The task: State how many lines in the entries below contain the string "stainless", counting only matches with the same uppercase and lowercase letters. Reply with the number alone.

Input material:
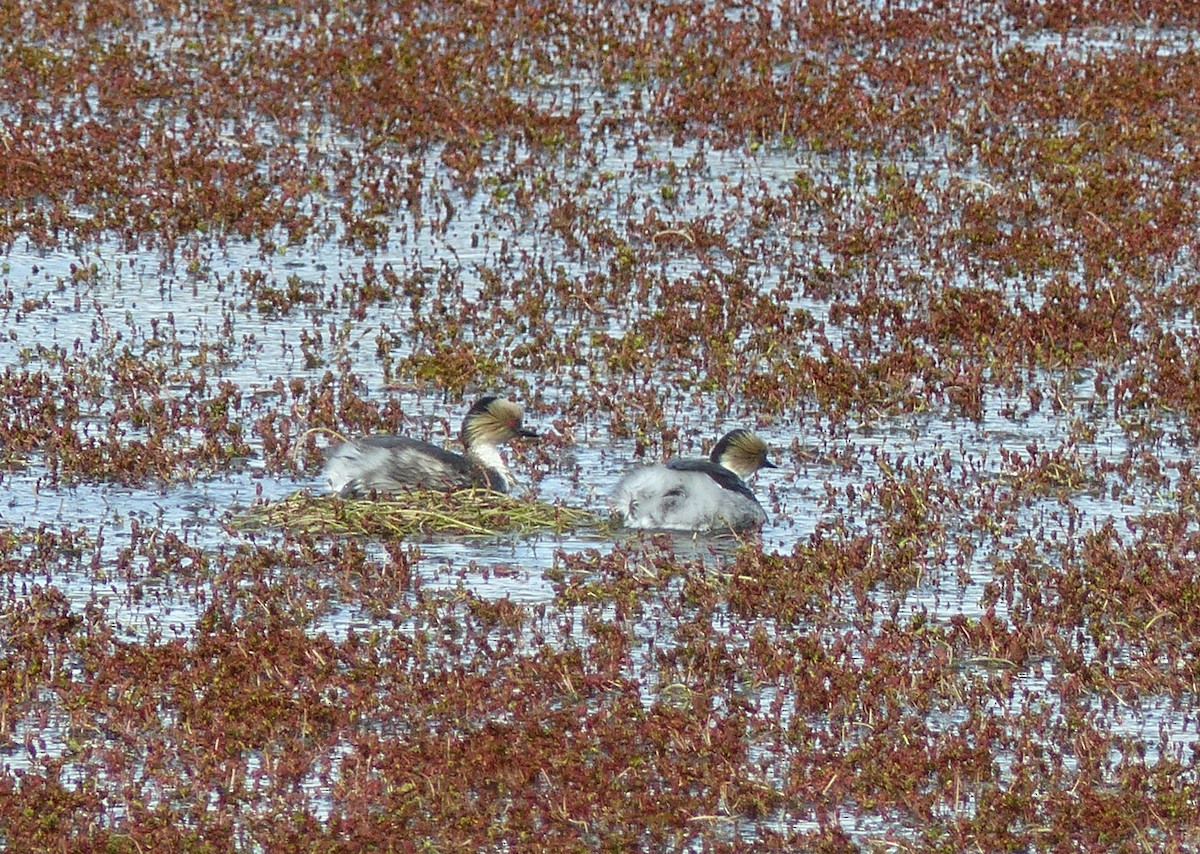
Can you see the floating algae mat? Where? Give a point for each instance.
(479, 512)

...

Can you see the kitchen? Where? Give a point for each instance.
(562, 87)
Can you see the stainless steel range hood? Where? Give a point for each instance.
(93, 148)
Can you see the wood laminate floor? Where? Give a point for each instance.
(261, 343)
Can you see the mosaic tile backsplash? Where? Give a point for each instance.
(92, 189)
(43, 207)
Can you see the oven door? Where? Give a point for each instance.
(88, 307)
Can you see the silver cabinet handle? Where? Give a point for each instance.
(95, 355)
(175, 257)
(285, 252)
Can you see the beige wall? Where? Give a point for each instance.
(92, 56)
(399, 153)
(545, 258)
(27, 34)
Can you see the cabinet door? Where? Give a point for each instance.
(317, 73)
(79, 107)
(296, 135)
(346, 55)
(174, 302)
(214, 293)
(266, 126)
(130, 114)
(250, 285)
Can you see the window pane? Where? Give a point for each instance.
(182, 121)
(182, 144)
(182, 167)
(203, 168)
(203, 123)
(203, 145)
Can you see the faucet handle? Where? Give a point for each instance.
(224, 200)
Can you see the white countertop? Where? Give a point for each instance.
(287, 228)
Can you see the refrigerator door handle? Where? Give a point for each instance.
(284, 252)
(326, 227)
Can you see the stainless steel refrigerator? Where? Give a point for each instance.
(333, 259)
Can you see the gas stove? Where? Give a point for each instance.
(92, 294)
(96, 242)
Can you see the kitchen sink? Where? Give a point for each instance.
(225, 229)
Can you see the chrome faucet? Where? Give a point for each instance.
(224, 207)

Worked answer: 2